> **Given task**: Arrange as a numbered list every line of the items below, from the line containing "Practice step: pick out every instance of the neck" through the end of the items, with blank lines omitted.

> **Record excerpts**:

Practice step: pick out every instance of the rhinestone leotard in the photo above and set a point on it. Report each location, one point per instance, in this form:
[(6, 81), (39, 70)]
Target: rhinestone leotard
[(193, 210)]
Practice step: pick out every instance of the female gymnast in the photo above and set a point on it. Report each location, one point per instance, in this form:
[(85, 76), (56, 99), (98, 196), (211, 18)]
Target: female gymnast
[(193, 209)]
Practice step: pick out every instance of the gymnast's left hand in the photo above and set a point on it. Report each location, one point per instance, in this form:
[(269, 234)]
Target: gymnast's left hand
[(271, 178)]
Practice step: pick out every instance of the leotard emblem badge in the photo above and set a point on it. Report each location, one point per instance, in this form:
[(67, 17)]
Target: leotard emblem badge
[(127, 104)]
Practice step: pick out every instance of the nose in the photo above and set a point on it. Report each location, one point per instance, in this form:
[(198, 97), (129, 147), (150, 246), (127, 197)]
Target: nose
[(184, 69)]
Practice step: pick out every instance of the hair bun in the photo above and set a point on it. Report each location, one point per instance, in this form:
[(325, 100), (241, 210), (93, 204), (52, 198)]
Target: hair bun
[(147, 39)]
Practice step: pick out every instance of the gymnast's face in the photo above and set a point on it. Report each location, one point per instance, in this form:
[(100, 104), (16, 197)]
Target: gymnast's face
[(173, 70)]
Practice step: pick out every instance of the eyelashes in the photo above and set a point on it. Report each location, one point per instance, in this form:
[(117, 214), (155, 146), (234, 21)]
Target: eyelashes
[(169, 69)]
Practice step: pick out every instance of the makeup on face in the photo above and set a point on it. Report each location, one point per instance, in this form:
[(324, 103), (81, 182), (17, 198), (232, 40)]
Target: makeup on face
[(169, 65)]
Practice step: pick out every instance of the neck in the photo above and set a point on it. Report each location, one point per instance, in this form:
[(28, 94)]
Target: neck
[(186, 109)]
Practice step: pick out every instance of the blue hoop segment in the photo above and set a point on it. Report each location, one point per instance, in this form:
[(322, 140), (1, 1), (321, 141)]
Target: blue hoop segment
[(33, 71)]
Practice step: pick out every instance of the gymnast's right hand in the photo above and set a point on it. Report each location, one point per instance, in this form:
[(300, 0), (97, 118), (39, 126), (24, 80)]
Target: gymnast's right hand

> **Reply**:
1. Practice step: pick out every instance of the neck in the photo above and set a point on it. Report each location, one point per instance, in this form:
2. [(28, 94)]
3. Target: neck
4. [(186, 109)]
5. Practice step: pick out every instance of the blue hoop segment in the photo above and set a point on it. Report each location, one point per instance, in this form:
6. [(322, 140), (1, 1), (321, 141)]
7. Target: blue hoop segment
8. [(33, 71)]
9. Practice step: pick out every instance of the gymnast's right hand in the photo above and set a point on it. Report each location, one point per instance, in this form:
10. [(300, 0), (97, 118), (39, 126), (24, 80)]
11. Target: gymnast's right hand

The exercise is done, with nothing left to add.